### DIRECTIVE 1
Reproduce the section of the text about the novel starting at "Searching for Cool, Praying for Heat is" and ending at "think . . . .".
### DIRECTIVE 2
In the text about the novel, what earlier novel by Jon Michael Riley does one reviewer mention?

### PASSAGE TO READ
+-------+

Searching for Cool, Praying for Heat is a novel of love, desire, loyalty, and honor that affects the O’Rourkes, a relocated New England textile family who face entrenched white supremacy in a small North Carolina cotton mill town in 1960.
The narrative follows multiple points of view with the main character being high-school age Brian, whose near death experience leads to love’s exciting fulfillment.
Let’s see what a few reviewers think . . . . 
By Dorothy Feltz-Gray . . . . 
Jon Michael Riley has a gift for compelling narrative. In Searching for Cool, Praying for Heat, set in the early 1960s, he has woven together a coming-of-age story with one of racial injustice in rural North Carolina. As Riley does in an earlier novel, Dream the Dawn, he pulls the reader in immediately, this time with the violent rape of a young black girl. Riley proceeds to build a palpable tension between those horrified by the cruelties visited on blacks and those who see those cruelties as essential economic controls.
The story centers on a 16-year-old white Northerner, Brian O’Rourke, and his family. The O’Rourke, who have recently move to the South, don’t share the prejudices of many around them. Riley conveys Brian’s excitement about approaching adulthood, his sometimes touching, sometimes funny sexual awakening, and his confusion and sorrow that he, his family, and his black friends are victims of a hatred he can’t understand. The well-written, timely narrative will keep you reading, held by its well-drawn characters, drama and poignancy.
Undoubtedly a Great Read for Anyone by Shannon . . . . 
This is a compelling narrative that takes place in the deep south of the United States during the 1960’s a time of segregation and most of the population fighting integration every step of the way, unable to give up their view of superiority. The O’Rourkes are an Irish family from the north that had faced prejudice aimed at the Irish so they did not have the same issues with integration as their neighbors did. This of course cause a rather large dilemma and the Klan was very willing to send a message of how people should act and the social place of whites and blacks. The Klan was not known for being subtle in their messages either, but rather violent and not opposed to causalities.

+-------+

### DATA RECORDS

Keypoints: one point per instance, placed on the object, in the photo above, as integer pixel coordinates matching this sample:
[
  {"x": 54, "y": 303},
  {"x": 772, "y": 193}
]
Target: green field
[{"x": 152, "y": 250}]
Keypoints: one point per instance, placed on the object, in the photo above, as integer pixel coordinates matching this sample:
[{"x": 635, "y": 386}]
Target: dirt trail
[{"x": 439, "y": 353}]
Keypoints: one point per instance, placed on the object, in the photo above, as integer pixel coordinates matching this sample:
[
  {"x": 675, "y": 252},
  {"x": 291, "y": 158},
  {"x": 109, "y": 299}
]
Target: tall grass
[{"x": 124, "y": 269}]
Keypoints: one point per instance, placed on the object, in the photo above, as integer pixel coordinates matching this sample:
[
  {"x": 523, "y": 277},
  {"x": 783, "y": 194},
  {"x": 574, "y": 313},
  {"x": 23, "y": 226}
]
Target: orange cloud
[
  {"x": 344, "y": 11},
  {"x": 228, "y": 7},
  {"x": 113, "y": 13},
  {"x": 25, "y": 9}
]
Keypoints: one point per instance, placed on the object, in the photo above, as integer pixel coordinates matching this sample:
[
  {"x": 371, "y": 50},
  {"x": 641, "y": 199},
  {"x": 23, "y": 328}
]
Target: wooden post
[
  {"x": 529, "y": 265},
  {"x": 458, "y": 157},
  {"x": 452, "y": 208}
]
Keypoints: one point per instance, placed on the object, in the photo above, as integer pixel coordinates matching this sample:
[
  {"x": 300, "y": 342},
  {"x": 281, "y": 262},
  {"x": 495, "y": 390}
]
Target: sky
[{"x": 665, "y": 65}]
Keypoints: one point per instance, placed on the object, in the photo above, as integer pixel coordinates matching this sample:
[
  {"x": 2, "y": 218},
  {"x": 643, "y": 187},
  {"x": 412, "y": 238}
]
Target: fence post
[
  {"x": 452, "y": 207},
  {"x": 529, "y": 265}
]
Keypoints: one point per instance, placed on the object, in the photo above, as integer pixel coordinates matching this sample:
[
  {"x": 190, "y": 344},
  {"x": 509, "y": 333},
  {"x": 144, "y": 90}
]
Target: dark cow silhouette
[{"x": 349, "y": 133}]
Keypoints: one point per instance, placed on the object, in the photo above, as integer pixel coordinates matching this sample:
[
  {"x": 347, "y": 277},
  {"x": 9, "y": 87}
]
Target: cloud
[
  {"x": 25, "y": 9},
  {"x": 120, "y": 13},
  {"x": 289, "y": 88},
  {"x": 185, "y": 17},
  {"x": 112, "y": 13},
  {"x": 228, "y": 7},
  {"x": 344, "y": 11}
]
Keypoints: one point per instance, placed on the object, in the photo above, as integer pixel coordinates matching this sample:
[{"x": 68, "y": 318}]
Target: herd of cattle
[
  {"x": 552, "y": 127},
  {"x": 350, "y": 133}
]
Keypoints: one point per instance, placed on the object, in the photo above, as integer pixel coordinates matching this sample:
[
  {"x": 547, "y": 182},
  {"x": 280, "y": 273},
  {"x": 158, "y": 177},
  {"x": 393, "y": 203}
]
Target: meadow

+-------+

### CORRECT RESULT 1
Searching for Cool, Praying for Heat is a novel of love, desire, loyalty, and honor that affects the O’Rourkes, a relocated New England textile family who face entrenched white supremacy in a small North Carolina cotton mill town in 1960.
The narrative follows multiple points of view with the main character being high-school age Brian, whose near death experience leads to love’s exciting fulfillment.
Let’s see what a few reviewers think . . . .

### CORRECT RESULT 2
Dream the Dawn